- ABOUT THIS TASK
Every line from the one containing "Can you spot the dark hardwood" through the end of the data is to be copied exactly, and nothing outside that range.

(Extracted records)
Segment Open

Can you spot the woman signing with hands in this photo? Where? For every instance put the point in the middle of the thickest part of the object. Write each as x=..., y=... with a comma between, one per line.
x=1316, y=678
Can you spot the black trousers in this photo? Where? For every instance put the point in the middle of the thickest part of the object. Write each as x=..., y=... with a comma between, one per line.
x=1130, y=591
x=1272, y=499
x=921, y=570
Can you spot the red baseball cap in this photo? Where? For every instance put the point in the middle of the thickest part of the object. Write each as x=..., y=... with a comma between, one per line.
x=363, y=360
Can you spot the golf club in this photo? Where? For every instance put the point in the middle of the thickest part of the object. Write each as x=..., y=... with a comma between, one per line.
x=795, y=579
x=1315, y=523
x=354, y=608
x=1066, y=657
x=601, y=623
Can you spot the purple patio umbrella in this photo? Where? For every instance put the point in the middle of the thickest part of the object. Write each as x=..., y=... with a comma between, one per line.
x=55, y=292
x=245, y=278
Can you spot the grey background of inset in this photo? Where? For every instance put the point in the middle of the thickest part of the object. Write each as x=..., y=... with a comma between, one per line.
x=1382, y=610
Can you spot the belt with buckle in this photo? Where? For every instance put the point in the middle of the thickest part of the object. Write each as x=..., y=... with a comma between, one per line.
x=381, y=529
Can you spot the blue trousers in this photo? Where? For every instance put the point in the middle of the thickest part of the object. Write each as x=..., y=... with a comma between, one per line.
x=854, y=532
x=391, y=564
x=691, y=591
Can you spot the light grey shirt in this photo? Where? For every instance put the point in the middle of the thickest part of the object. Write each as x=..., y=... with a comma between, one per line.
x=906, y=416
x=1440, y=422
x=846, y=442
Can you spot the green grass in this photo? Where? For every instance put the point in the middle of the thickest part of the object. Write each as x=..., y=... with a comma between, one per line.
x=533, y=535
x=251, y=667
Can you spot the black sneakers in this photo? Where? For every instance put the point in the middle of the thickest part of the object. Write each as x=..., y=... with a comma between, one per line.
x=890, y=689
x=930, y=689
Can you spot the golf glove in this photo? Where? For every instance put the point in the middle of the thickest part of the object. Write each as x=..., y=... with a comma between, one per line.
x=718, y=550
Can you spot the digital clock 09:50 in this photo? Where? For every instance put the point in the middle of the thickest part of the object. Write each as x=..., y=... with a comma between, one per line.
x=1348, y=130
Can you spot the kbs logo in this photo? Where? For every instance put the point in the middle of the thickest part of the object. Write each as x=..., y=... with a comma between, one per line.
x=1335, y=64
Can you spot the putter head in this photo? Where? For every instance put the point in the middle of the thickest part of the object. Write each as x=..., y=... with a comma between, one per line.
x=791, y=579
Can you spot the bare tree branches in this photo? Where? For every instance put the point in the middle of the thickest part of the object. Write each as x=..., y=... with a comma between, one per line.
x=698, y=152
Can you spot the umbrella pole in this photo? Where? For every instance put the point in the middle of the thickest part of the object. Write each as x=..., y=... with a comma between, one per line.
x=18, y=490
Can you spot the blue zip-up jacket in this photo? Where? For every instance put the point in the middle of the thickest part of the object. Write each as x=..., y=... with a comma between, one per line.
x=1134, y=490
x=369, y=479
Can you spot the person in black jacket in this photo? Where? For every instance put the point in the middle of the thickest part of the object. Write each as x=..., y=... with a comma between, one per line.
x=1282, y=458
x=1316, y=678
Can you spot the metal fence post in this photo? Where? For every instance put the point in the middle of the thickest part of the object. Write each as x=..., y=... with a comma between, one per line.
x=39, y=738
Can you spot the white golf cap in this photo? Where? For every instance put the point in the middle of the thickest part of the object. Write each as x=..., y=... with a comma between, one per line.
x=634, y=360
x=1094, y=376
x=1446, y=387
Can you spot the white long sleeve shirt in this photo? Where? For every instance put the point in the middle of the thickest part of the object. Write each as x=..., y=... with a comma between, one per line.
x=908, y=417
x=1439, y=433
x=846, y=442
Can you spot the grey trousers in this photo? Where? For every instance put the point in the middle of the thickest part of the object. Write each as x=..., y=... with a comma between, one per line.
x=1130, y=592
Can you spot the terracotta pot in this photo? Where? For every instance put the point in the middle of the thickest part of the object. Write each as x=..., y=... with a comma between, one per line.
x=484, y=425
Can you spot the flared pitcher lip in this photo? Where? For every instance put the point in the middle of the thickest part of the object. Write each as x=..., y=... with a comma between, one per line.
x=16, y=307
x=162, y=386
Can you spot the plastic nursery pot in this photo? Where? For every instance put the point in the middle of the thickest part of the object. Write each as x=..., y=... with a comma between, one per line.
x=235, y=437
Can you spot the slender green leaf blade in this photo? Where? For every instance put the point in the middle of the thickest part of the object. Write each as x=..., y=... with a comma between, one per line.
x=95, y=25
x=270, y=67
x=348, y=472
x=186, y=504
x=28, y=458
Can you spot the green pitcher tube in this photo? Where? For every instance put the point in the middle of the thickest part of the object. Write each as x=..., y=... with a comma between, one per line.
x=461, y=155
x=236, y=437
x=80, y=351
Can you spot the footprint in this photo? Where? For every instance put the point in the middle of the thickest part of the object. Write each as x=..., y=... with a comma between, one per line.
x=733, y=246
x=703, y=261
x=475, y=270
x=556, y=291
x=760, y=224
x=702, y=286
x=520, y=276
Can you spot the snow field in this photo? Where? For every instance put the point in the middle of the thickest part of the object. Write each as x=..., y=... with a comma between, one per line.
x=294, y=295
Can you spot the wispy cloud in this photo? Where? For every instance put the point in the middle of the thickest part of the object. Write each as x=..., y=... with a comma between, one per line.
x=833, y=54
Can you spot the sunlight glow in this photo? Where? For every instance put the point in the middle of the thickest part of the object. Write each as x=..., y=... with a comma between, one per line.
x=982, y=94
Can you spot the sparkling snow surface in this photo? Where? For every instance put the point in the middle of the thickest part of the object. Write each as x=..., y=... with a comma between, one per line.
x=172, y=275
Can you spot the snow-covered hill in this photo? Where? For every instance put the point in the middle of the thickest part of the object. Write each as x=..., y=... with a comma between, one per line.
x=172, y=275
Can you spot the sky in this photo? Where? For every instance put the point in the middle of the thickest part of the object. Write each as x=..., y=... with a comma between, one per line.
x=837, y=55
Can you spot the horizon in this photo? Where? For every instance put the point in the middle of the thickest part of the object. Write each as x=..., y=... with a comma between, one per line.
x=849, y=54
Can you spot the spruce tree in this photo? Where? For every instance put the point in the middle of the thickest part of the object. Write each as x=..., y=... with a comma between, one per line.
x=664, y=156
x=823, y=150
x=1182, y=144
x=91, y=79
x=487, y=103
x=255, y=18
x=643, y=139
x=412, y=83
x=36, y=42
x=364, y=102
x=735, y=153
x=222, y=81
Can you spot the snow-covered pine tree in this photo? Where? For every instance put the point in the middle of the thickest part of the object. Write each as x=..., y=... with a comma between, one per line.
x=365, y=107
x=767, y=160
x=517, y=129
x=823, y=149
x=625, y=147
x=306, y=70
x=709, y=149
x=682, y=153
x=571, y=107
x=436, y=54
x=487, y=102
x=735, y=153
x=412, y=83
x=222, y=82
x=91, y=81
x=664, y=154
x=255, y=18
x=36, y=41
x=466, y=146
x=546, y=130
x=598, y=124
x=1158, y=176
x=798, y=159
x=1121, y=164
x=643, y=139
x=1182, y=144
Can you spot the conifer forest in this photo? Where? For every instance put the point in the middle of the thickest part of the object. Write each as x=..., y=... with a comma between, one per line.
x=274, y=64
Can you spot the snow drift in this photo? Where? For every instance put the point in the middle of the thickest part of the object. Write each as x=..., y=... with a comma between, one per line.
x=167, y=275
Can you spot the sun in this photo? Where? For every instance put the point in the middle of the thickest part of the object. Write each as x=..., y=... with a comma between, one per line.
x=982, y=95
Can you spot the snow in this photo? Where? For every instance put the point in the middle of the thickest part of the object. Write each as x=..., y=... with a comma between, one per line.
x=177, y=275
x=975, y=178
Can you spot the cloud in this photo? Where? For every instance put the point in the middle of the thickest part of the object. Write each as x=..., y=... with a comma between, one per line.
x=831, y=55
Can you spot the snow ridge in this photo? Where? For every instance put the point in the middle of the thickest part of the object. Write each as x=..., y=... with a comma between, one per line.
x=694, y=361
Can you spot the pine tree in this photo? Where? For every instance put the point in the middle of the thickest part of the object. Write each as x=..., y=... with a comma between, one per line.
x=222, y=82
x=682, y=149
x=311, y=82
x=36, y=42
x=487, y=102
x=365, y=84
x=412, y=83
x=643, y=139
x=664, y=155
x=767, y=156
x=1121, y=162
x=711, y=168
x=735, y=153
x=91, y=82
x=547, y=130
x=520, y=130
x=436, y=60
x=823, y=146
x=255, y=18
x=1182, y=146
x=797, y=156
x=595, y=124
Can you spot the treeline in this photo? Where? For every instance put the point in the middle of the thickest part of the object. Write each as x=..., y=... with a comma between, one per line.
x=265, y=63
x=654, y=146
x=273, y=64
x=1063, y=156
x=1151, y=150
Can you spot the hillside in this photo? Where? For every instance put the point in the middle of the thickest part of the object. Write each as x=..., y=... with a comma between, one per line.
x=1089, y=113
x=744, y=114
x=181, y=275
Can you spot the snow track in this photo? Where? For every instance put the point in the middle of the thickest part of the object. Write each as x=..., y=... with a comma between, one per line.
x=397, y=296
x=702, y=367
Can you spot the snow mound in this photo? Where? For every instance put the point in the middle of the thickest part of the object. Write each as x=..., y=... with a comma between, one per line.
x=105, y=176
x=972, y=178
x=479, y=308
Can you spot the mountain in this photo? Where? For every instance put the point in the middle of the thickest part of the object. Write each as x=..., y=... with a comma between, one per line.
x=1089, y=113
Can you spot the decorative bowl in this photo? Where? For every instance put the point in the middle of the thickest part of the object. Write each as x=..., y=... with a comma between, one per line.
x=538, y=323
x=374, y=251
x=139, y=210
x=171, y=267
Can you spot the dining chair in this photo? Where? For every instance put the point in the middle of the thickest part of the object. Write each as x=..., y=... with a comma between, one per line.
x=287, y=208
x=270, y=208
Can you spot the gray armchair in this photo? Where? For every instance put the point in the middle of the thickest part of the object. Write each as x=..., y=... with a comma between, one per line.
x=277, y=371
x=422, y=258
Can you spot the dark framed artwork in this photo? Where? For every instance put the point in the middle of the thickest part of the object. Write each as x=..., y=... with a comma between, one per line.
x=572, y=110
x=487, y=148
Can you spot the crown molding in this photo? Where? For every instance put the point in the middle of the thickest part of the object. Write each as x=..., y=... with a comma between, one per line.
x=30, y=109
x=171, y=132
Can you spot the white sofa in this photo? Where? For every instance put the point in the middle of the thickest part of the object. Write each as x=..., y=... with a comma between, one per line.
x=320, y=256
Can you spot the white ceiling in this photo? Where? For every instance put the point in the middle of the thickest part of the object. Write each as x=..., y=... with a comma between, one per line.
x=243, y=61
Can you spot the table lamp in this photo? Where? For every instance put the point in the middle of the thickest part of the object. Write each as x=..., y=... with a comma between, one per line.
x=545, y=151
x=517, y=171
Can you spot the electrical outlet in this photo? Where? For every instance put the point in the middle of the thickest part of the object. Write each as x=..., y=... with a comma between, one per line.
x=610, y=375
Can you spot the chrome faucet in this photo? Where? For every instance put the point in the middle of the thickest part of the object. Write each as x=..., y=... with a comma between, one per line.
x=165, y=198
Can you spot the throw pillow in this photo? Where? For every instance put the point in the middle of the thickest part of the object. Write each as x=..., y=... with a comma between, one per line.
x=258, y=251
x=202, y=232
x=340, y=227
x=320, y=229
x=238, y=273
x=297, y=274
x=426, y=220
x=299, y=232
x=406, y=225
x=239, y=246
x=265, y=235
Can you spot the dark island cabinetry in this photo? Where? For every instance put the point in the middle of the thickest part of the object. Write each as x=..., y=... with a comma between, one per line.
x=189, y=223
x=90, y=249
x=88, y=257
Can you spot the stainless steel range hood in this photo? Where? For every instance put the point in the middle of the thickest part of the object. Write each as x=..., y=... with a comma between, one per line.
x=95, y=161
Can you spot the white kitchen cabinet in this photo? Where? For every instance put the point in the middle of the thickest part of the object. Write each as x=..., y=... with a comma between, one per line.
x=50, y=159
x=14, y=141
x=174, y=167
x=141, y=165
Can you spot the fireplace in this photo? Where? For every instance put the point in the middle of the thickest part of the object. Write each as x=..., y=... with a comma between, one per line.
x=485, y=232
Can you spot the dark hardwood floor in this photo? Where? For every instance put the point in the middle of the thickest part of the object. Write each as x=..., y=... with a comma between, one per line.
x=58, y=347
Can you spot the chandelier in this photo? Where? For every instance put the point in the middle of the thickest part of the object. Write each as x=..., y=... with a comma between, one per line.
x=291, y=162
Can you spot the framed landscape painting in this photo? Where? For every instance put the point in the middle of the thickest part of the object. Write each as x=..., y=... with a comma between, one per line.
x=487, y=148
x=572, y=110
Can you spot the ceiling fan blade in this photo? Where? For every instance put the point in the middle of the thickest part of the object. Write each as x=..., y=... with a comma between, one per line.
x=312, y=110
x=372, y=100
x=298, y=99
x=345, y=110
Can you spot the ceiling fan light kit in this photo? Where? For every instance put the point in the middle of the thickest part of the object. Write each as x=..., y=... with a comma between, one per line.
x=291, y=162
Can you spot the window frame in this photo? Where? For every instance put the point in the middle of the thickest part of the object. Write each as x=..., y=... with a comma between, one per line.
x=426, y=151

Segment Closed

- ANSWER TO THIS TASK
Can you spot the dark hardwood floor in this photo? Where? For every instance put the point in the middle of the thickest part of the object. Write each as x=..., y=... with a comma between, one per line.
x=58, y=347
Can you spot the chandelier in this photo? Where? For every instance put the point in the middle of the thickest part of the object. Write each as x=..., y=... with a comma between, one per line.
x=291, y=162
Can you spot the framed landscape painting in this photo? Where? For every instance put the point in the middle of the thickest part of the object. Write each as x=..., y=... with a comma between, one per line.
x=487, y=148
x=572, y=110
Can you spot the ceiling fan blade in this photo? Where? For every instance put the point in the middle of the thickest part of the object. Write each as x=..., y=... with a comma between, one per line.
x=312, y=110
x=372, y=100
x=298, y=99
x=345, y=110
Can you spot the ceiling fan light kit in this photo? Where? For every instance put the point in the middle of the thickest part of the object. Write each as x=..., y=... with a comma between, one per line.
x=291, y=162
Can you spot the window frame in this photo? Where? For every instance put the point in the middle of the thickest part of the object. Write each as x=..., y=... with a comma between, one per line.
x=426, y=151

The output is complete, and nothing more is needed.